Importations : la dépendance alimentaire de la France dévore 9 millions d'hectares à l'étranger

A la recherche de sa souveraineté alimentaire, la France importe aujourd'hui massivement des produits agricoles étrangers, pour satisfaire sa consommation d'aliments et d'autres biens. Mais les produits importés sont souvent cultivés dans des pays où les contraintes environnementales et sociales sont inférieures, voire où la déforestation est un véritable fléau.
Giulietta Gamberini
Parmi les produits les plus largement importés, beaucoup de fruits et légumes, des légumineuses, des protéagineux destinés surtout à l'alimentation du bétail, de l'huile d'olive, des viandes, mais aussi du bois pour fabriquer du papier ou des meubles, du caoutchouc pour les pneus, du coton pour les vêtements, des céréales ainsi que l'huile de palme et de soja pour les carburants, des plantes pour les produits cosmétiques.
Parmi les produits les plus largement importés, beaucoup de fruits et légumes, des légumineuses, des protéagineux destinés surtout à l'alimentation du bétail, de l'huile d'olive, des viandes, mais aussi du bois pour fabriquer du papier ou des meubles, du caoutchouc pour les pneus, du coton pour les vêtements, des céréales ainsi que l'huile de palme et de soja pour les carburants, des plantes pour les produits cosmétiques. (Crédits : Antara Foto Agency)

Face à la pandémie d'abord, puis au bouleversement du marché alimentaire mondial causé par la guerre en Ukraine, le gouvernement, mais aussi l'ensemble des candidats à la présidentielle, à l'unisson des principaux syndicats agricoles, n'ont eu cesse de le répéter : la France doit atteindre la souveraineté alimentaire. Elle doit même exploiter au maximum la fertilité de ses terres et la douceur de son climat pour assurer une "mission nourricière" mondiale, pensent certains.

___

> [Objectif de l'exercice]: Prolongez le texte sur les importations agricoles de la France à partir de sa dernière phrase. Les données proviennent d'une source sans rapport avec ce texte.

> [Données fournies]:

___

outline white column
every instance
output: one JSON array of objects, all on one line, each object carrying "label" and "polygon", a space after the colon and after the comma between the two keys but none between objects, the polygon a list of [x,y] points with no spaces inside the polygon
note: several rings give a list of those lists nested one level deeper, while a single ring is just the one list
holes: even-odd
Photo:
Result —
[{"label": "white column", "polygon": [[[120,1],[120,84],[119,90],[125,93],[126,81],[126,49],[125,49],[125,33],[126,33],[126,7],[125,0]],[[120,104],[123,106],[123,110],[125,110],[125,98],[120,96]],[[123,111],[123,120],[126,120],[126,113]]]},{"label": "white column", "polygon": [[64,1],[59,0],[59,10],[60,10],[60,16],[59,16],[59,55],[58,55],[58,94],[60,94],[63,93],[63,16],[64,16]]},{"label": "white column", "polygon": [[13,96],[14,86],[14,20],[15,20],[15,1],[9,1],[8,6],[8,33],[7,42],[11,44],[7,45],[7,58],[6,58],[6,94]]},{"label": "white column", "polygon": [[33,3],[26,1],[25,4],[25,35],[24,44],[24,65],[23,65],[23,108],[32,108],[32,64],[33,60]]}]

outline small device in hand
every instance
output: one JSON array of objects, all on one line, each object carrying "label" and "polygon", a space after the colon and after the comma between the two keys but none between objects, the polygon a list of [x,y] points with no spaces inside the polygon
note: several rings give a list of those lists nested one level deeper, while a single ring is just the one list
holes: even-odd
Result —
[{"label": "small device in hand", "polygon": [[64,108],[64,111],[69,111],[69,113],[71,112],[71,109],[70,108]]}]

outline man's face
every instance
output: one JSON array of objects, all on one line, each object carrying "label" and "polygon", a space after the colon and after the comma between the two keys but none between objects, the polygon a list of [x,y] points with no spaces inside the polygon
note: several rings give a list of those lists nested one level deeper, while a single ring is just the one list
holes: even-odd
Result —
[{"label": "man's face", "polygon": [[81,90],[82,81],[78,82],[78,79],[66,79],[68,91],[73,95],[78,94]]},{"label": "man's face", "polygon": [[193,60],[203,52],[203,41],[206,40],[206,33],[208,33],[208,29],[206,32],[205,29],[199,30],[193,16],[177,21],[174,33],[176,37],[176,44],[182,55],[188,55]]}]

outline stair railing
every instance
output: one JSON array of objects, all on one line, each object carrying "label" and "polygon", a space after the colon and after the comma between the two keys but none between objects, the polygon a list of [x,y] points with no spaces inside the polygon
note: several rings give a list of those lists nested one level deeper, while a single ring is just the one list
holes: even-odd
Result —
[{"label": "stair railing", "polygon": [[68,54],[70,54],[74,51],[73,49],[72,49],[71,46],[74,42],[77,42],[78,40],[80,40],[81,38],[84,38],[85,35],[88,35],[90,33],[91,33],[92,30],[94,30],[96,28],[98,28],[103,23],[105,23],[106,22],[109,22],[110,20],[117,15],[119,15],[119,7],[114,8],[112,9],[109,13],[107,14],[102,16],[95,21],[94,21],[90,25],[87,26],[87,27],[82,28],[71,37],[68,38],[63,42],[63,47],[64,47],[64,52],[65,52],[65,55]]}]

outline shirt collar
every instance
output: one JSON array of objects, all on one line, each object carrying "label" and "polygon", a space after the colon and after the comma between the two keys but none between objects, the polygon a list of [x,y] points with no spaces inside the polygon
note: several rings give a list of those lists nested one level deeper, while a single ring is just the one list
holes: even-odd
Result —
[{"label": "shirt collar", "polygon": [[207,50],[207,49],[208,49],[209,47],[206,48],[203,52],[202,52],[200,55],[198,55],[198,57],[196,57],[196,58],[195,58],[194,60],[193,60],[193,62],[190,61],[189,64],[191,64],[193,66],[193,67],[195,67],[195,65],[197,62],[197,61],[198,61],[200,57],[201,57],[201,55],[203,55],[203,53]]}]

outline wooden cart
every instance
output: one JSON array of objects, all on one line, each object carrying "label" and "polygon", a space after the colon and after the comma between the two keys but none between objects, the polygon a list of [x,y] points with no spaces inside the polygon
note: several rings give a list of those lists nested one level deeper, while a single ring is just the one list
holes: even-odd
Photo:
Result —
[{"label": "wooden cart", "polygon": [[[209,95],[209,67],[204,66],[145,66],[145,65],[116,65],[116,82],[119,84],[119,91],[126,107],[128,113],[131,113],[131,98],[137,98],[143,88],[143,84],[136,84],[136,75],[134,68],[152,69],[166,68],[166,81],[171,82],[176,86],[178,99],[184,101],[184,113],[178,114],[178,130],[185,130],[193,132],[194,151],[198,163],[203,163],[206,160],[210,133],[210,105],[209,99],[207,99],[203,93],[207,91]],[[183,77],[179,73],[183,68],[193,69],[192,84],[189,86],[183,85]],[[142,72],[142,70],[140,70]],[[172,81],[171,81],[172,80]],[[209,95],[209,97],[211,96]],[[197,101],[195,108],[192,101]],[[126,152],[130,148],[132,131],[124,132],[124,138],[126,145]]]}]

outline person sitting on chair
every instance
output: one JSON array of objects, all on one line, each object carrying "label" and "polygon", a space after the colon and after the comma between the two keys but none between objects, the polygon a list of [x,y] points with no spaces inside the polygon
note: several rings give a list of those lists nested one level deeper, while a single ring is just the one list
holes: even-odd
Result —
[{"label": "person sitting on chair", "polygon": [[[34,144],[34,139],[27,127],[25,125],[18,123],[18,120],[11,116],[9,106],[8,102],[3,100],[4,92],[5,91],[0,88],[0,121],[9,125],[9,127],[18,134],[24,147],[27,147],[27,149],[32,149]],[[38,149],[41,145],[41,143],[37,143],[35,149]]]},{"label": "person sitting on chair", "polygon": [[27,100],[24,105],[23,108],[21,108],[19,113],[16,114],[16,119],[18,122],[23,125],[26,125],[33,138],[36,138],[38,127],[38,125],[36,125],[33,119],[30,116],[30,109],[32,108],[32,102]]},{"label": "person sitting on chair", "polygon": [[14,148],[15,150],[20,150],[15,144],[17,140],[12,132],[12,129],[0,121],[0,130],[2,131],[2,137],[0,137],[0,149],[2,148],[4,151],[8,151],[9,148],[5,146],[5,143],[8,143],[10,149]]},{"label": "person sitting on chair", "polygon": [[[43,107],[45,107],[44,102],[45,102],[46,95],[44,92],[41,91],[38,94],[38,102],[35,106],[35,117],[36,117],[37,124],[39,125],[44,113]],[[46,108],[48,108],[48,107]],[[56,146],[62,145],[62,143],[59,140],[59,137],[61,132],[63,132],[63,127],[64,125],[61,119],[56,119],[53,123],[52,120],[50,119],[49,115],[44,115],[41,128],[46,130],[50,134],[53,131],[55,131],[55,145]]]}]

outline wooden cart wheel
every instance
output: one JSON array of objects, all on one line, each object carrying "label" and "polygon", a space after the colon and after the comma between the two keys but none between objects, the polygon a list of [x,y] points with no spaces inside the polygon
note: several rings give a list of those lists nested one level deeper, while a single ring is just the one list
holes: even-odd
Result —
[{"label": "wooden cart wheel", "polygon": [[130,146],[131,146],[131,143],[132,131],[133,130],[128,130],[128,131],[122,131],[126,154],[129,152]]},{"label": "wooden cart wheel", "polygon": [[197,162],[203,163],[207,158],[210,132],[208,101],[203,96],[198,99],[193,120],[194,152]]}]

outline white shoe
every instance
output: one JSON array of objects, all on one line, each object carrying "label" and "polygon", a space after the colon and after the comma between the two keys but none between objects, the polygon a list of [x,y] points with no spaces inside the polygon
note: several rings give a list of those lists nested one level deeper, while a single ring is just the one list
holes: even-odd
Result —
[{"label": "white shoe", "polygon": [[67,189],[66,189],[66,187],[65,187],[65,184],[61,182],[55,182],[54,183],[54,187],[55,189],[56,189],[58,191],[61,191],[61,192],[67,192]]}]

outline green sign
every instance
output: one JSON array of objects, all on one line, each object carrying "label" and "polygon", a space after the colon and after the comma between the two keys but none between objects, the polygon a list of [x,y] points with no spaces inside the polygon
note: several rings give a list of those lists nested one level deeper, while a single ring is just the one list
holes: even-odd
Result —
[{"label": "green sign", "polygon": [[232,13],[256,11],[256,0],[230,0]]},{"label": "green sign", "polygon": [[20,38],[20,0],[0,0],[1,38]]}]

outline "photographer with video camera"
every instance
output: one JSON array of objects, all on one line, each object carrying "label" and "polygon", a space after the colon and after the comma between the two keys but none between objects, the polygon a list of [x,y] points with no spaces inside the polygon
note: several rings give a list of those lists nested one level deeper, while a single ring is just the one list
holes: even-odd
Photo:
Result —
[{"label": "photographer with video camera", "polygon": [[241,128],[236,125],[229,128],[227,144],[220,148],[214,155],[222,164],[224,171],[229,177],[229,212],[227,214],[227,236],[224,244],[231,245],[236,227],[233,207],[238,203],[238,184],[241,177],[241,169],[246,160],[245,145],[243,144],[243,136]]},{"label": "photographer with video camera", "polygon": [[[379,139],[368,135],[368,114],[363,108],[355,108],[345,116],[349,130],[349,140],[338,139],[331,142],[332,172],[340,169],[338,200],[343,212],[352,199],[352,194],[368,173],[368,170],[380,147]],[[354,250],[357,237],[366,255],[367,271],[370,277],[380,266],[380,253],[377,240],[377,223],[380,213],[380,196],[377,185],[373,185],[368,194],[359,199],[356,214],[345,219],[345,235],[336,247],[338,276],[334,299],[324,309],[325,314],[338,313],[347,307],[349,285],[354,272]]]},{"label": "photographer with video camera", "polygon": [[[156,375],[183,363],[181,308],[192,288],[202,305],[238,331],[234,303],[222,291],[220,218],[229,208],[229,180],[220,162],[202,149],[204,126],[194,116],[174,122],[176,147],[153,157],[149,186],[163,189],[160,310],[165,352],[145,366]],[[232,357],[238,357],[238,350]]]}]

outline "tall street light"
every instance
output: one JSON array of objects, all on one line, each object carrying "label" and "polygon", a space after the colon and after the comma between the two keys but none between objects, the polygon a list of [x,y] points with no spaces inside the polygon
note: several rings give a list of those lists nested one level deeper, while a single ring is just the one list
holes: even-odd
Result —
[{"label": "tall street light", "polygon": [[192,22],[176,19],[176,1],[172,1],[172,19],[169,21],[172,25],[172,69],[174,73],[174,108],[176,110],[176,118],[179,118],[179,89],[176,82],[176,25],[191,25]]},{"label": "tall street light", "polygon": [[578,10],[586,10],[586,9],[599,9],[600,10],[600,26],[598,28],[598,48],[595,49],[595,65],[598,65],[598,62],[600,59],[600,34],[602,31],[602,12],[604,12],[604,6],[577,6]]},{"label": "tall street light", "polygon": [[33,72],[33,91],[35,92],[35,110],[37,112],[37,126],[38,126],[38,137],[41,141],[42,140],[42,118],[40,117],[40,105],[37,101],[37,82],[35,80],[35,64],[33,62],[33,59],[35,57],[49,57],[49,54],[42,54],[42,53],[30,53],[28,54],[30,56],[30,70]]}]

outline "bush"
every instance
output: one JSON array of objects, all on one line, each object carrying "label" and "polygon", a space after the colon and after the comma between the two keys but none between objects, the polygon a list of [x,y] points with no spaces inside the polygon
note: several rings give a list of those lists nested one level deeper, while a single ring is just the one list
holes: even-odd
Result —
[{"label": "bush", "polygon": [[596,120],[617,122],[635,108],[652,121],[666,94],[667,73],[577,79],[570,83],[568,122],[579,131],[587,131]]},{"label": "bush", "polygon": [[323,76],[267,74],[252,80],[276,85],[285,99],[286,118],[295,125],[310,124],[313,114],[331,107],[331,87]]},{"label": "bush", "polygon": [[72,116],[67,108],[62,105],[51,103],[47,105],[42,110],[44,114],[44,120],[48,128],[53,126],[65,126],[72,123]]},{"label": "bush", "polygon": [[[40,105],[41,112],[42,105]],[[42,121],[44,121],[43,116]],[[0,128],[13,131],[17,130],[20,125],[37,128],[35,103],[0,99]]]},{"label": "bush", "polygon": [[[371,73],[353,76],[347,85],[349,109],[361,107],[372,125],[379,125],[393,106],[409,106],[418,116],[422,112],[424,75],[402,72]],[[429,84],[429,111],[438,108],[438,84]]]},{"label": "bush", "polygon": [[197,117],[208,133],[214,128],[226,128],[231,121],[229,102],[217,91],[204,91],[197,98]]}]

___

> [Réponse]:
Aujourd'hui, toutefois, le pays est loin d'être indépendant. Malgré un "excédent commercial agro-alimentaire" de 6 milliards d'euros en 2020, la France est largement dépendante des importations d'un large nombre de produits agricoles, nécessaires non seulement pour l'alimentation, mais aussi pour d'autres biens largement consommés par les Français: le bois pour fabriquer du papier ou des meubles, le caoutchouc pour les pneus, le coton pour les vêtements, des céréales ainsi que l'huile de palme et de soja pour les carburants, des plantes pour les produits cosmétiques. Une dépendance qui nécessite l'utilisation à l'étranger de 14 millions d'hectares de terres forestières et cultivées: l'équivalent d'environ un quart de l'Hexagone, calcule une étude publiée mardi par Solagro, cabinet de conseil spécialisé dans l'agroécologie, qui a analysé la période entre 2010 et 2016.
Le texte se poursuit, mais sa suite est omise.